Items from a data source
○ ○ ○

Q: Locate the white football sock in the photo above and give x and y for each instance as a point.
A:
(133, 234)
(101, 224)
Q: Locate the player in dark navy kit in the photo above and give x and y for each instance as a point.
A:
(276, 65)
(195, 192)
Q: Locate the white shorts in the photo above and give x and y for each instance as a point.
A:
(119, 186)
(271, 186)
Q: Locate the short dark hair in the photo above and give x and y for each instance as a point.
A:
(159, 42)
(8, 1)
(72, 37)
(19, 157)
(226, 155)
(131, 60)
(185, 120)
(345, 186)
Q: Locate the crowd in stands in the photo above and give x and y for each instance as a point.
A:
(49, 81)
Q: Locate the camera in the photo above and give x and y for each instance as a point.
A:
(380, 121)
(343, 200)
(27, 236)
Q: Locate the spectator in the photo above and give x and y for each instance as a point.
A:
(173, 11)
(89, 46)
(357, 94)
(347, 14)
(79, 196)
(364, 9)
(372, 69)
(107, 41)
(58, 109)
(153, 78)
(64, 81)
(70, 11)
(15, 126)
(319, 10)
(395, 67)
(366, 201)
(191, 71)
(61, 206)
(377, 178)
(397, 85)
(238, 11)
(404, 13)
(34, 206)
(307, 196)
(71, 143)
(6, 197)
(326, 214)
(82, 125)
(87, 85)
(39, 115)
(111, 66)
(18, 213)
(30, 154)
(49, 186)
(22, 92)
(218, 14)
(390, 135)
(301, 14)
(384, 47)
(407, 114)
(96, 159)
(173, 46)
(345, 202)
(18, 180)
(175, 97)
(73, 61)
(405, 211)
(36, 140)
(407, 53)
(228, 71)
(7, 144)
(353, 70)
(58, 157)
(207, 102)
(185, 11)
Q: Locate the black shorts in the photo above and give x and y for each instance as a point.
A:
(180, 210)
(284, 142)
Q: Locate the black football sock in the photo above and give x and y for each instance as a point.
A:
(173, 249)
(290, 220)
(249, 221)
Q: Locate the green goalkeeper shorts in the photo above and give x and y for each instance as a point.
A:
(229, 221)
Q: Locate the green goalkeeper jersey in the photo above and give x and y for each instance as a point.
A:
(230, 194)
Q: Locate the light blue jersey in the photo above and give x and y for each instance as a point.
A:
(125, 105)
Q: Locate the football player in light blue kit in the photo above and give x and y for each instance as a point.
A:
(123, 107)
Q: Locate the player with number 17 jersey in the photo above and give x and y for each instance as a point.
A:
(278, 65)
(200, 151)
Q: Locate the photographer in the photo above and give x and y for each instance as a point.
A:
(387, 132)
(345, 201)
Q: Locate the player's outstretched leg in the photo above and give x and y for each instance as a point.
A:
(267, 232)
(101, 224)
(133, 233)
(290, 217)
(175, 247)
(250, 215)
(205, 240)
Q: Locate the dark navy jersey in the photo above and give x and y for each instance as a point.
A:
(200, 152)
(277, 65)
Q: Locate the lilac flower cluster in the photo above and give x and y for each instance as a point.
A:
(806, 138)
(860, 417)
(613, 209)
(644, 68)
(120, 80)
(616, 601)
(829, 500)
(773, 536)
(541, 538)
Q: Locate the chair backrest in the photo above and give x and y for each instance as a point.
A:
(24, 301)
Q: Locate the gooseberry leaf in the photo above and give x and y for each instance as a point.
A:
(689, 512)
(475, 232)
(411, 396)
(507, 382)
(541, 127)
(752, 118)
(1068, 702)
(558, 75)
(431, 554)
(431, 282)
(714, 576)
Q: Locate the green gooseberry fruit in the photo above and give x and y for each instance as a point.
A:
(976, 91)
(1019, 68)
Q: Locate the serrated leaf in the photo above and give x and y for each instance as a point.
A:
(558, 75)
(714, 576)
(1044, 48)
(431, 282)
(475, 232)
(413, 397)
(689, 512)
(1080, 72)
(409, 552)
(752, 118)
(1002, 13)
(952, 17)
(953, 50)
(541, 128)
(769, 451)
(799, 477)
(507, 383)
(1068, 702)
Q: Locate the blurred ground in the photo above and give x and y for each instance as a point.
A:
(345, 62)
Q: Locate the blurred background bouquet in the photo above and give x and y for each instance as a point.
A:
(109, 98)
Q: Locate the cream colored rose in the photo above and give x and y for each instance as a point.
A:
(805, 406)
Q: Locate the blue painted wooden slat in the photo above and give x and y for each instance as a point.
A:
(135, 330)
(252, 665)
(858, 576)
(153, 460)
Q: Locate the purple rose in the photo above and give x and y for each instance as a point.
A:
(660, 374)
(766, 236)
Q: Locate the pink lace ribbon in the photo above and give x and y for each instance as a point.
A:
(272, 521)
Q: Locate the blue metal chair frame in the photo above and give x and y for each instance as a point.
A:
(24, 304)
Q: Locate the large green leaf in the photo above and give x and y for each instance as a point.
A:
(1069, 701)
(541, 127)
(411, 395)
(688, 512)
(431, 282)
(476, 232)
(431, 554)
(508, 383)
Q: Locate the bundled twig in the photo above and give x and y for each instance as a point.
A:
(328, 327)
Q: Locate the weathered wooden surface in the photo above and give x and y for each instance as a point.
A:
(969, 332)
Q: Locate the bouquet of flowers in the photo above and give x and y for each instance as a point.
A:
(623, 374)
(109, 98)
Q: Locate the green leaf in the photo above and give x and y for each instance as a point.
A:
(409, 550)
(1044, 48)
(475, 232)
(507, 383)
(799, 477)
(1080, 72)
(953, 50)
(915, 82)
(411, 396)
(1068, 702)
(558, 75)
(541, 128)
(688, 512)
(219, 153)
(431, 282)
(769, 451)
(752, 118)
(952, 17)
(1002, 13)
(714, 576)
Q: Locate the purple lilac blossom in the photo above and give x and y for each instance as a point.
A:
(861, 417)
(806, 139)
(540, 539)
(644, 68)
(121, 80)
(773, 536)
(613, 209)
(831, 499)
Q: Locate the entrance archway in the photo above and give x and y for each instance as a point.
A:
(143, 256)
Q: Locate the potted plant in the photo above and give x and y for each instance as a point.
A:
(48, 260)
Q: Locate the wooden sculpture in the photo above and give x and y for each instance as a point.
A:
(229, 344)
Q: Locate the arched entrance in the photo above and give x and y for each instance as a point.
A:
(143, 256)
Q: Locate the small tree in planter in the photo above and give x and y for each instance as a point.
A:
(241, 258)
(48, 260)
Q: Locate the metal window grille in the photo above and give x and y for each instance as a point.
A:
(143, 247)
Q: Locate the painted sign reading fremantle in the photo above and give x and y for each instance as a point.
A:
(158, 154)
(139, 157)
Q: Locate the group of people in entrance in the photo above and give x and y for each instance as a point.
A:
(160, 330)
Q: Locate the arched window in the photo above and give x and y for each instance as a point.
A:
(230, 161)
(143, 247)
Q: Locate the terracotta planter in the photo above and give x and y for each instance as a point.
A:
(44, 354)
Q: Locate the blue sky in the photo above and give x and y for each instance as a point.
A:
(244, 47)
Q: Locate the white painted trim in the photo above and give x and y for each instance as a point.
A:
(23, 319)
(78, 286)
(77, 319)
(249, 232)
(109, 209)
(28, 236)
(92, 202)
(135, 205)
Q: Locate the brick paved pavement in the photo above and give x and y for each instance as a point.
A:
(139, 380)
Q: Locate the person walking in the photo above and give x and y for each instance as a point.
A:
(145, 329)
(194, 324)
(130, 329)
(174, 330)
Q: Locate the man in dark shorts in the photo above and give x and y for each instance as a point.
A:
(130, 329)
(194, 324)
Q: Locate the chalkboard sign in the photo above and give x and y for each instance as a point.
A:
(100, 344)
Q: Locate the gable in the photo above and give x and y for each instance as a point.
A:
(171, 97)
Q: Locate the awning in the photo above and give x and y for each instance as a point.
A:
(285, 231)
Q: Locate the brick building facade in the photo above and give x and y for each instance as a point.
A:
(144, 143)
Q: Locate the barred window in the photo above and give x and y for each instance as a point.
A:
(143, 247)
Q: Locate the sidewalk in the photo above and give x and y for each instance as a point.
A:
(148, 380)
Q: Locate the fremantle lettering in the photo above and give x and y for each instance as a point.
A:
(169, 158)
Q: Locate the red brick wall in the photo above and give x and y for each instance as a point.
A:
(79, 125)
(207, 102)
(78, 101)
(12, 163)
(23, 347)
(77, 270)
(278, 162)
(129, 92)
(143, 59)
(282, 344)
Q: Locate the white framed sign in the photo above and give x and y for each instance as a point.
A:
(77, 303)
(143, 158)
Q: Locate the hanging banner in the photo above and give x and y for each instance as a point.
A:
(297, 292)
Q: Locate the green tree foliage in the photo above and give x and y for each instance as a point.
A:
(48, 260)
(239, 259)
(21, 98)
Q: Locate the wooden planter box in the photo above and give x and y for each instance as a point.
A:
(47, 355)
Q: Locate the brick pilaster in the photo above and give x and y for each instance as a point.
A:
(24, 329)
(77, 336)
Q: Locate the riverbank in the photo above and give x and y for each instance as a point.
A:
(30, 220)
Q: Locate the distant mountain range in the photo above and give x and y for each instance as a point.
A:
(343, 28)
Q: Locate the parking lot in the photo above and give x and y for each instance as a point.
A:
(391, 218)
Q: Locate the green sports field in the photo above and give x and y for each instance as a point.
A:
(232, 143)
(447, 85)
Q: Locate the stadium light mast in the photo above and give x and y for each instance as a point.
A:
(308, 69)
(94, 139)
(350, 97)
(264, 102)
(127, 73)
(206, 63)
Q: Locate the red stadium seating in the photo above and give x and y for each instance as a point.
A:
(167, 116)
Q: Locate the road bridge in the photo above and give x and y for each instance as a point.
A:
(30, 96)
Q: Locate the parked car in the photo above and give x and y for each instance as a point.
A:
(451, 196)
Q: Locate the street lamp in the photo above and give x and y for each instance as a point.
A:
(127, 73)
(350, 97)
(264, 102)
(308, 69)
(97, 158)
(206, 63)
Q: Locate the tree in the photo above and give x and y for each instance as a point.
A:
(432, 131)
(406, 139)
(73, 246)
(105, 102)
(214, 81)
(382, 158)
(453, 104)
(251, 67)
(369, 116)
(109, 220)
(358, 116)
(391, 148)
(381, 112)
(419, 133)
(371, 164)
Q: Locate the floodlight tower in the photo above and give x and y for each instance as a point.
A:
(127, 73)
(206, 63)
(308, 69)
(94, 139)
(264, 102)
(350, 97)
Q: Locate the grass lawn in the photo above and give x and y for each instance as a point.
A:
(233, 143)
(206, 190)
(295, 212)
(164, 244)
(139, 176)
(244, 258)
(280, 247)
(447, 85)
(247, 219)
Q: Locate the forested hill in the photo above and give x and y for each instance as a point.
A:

○ ○ ○

_THE TASK_
Whenever a line of the entries contains the string "window", copy that line.

_TASK RESPONSE_
Q: Locate the metal window grille in the photo above and give x and y for each instance as a point.
Q: Locate the arched window in the photo above and give x and y for each instance as a point.
Q: Locate the barred window in the photo above and give x and y for each instance as a point.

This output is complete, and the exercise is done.